====== Data supplied ======

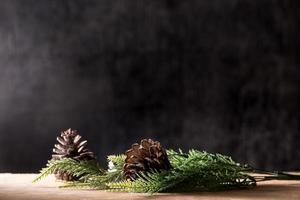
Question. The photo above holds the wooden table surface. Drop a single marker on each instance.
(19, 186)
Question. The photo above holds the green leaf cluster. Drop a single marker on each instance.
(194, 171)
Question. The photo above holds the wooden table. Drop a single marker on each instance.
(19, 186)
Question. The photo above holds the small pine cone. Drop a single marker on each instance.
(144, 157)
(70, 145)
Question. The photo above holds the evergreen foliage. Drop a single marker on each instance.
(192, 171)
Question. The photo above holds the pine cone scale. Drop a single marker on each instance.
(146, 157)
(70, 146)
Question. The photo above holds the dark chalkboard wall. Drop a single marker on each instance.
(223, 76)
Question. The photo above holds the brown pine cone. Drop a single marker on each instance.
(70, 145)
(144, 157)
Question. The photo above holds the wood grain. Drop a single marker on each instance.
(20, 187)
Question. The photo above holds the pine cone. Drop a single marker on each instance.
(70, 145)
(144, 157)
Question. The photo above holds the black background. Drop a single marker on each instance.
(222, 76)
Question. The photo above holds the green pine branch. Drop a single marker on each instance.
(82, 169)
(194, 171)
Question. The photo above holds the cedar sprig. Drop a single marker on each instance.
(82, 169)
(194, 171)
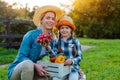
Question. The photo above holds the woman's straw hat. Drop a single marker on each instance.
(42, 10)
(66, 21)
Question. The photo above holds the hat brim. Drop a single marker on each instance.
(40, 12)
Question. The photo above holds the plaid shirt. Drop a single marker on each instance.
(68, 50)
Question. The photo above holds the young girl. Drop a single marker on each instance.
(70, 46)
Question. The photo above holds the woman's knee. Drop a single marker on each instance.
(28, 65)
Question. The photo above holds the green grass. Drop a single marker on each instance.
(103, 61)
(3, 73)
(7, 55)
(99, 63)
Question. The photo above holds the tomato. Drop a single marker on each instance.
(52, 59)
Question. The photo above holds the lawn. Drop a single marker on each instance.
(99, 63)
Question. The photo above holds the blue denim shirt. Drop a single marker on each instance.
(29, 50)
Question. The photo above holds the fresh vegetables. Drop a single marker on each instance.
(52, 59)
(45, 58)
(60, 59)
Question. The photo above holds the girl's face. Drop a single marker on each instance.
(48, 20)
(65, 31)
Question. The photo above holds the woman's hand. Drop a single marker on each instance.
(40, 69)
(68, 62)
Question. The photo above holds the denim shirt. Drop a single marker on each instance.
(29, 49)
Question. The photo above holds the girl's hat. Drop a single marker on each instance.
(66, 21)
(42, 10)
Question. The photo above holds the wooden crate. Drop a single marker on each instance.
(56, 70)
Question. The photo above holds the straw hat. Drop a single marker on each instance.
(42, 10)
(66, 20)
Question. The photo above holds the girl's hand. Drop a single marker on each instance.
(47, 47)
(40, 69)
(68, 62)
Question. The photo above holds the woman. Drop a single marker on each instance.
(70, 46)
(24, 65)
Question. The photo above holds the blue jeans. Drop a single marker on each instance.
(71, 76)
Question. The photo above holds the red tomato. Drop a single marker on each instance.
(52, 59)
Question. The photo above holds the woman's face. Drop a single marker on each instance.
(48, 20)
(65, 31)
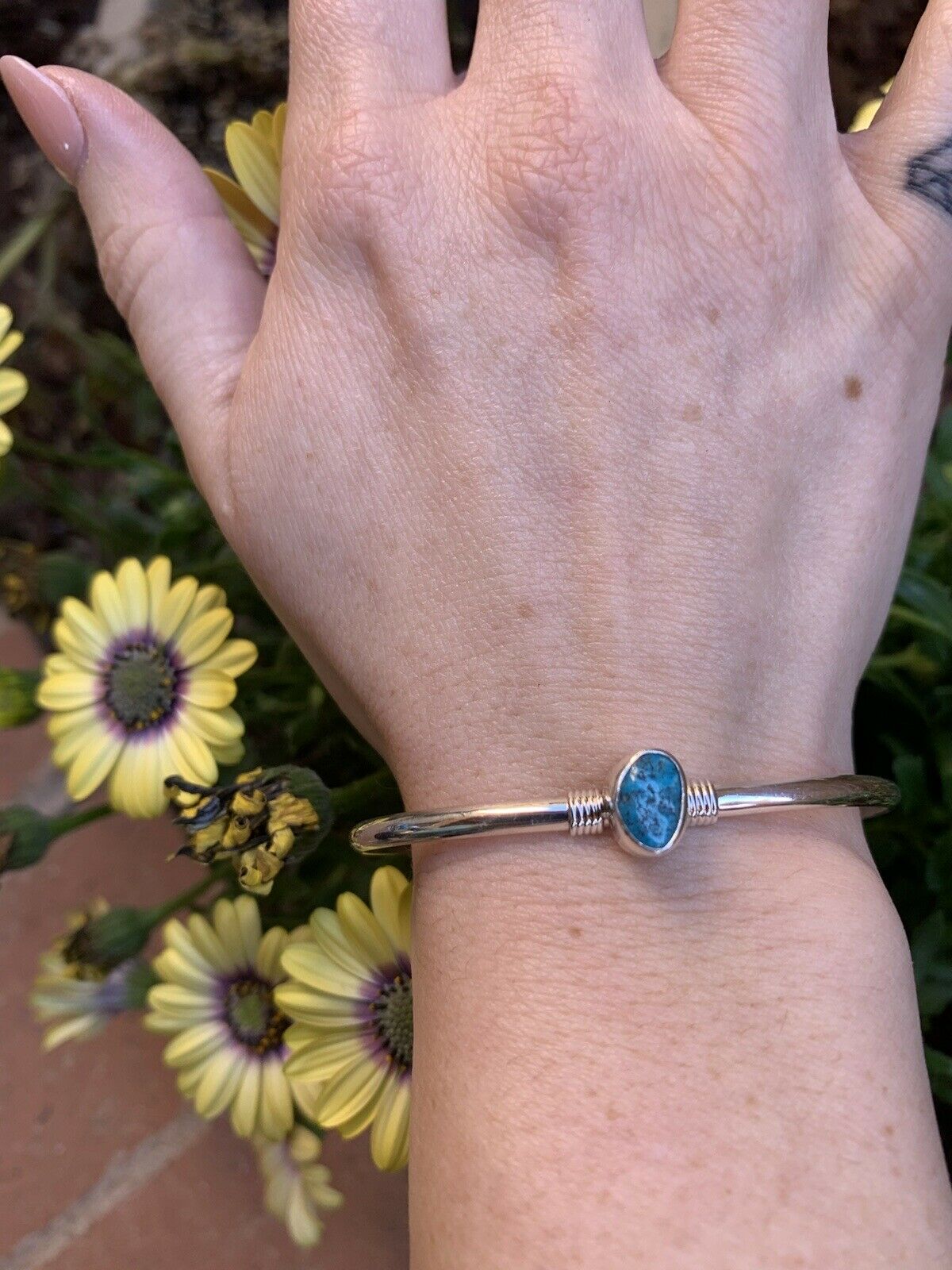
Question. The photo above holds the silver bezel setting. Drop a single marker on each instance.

======

Could you copy the material again from the line that has "Question. The photo above holds the blue jeans." through its end, swapping "photo" for "image" and changing nothing else? Leave the pictures out of your answer.

Question. The image above holds the blue jeans. Drop a single marker on each instance.
(71, 76)
Question. The image above holds the red tomato. Drop a single marker on each instance.
(52, 59)
Question. The image above holds the woman's face. Drop a single marker on each instance.
(48, 20)
(65, 31)
Question. The image above holds the silver bezel setting. Drop a single marker on each instance.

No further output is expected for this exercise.